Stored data
— BEGIN —

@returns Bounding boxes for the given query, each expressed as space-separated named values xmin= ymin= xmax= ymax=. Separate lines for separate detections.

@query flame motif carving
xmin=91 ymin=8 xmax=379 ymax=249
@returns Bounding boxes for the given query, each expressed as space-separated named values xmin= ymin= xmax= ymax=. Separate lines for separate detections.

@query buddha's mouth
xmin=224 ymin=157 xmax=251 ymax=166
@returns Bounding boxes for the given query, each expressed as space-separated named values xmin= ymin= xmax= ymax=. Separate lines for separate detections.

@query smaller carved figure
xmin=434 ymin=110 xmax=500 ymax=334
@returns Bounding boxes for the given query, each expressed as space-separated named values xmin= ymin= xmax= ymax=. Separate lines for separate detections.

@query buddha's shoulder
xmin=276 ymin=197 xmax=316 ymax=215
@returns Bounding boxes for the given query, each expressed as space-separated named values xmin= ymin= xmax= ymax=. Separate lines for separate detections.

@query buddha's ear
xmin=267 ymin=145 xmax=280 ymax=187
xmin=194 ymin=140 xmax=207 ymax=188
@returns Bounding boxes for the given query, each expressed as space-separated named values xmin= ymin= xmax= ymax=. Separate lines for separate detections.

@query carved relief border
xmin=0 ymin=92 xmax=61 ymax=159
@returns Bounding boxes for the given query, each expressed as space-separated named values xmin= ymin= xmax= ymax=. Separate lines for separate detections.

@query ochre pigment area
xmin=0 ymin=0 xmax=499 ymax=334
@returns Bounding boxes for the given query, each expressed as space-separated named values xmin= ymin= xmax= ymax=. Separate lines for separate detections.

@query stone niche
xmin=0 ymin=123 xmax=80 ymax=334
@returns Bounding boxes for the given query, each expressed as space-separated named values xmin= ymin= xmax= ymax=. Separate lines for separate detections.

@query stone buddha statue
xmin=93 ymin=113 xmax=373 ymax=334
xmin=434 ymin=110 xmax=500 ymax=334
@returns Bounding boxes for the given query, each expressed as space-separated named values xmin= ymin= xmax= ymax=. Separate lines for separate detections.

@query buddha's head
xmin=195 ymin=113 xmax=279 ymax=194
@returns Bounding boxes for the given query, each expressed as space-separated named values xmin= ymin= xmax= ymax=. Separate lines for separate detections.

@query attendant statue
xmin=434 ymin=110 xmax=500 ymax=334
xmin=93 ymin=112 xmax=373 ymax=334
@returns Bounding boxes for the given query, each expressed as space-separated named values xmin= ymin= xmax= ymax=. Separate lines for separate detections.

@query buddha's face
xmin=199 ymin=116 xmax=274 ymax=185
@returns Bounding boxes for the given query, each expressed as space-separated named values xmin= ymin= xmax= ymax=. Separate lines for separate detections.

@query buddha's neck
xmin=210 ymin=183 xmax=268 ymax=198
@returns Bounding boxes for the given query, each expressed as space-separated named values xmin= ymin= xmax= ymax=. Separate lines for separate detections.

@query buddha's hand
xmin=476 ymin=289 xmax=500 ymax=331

— END —
— BEGIN —

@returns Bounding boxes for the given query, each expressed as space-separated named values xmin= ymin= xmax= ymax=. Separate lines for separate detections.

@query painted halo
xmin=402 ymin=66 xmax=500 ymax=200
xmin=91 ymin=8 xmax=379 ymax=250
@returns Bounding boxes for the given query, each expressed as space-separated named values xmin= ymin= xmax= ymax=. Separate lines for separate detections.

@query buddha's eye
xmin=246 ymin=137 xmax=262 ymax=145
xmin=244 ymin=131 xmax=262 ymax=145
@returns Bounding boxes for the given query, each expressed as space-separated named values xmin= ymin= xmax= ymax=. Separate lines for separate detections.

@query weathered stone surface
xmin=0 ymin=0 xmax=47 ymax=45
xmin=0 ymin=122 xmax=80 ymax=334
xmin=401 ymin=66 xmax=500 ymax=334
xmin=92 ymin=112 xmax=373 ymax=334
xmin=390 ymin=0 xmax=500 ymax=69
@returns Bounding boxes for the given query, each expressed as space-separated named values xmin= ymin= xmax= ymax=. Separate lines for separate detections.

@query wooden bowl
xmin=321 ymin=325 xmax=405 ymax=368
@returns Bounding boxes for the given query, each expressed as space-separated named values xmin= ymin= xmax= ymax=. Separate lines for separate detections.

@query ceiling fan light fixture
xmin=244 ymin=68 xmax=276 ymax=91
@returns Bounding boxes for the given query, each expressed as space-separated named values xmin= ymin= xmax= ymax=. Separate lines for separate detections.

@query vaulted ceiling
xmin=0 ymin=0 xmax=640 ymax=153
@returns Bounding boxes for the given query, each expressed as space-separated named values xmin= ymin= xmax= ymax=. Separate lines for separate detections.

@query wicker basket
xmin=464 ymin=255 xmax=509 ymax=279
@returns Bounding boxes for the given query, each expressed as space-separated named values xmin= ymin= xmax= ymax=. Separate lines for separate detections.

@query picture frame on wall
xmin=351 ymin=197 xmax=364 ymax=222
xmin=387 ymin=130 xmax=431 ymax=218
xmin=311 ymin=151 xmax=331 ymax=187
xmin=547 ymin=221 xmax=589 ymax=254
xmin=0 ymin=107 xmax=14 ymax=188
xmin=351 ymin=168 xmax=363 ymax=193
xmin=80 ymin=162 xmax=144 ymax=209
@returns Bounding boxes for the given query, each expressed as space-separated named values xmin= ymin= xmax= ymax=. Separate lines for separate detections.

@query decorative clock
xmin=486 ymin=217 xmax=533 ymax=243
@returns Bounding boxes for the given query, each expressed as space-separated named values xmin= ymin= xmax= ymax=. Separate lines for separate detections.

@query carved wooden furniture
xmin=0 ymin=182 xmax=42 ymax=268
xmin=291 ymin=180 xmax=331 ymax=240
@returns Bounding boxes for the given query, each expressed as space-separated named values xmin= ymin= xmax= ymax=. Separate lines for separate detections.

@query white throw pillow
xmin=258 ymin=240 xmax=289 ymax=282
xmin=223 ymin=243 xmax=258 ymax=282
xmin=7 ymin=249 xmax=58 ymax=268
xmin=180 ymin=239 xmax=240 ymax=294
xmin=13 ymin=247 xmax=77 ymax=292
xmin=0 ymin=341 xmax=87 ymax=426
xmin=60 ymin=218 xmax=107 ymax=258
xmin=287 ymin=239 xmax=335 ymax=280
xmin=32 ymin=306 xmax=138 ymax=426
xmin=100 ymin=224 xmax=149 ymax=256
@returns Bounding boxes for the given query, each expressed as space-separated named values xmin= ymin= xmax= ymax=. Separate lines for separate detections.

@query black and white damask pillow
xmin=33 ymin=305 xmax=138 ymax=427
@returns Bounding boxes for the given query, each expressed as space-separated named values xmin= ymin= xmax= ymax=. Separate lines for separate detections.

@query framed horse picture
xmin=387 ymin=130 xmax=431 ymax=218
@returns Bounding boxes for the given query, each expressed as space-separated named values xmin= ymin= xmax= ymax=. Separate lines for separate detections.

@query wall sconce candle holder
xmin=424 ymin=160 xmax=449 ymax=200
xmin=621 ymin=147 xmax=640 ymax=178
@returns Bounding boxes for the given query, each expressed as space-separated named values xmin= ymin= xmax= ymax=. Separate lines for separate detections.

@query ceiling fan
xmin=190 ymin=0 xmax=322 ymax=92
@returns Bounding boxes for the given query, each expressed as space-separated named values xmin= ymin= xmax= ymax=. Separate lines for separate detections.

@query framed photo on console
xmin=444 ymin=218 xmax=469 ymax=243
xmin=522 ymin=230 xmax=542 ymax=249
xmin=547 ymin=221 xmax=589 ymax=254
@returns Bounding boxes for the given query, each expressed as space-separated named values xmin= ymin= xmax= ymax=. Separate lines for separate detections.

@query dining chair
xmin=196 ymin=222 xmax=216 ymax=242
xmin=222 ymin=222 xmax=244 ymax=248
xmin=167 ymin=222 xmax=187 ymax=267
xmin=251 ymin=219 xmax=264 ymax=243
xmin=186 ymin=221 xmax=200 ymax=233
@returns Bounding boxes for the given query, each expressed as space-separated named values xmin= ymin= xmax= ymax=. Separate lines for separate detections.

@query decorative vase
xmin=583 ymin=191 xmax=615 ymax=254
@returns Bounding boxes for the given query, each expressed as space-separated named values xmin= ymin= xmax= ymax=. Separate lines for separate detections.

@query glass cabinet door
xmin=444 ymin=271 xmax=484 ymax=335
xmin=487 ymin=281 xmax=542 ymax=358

— END —

Locate each line of the records above that contains the string "stone", treating uppercase and lowercase as different, and copy those lines.

@query stone niche
@query stone buddha statue
@query weathered stone surface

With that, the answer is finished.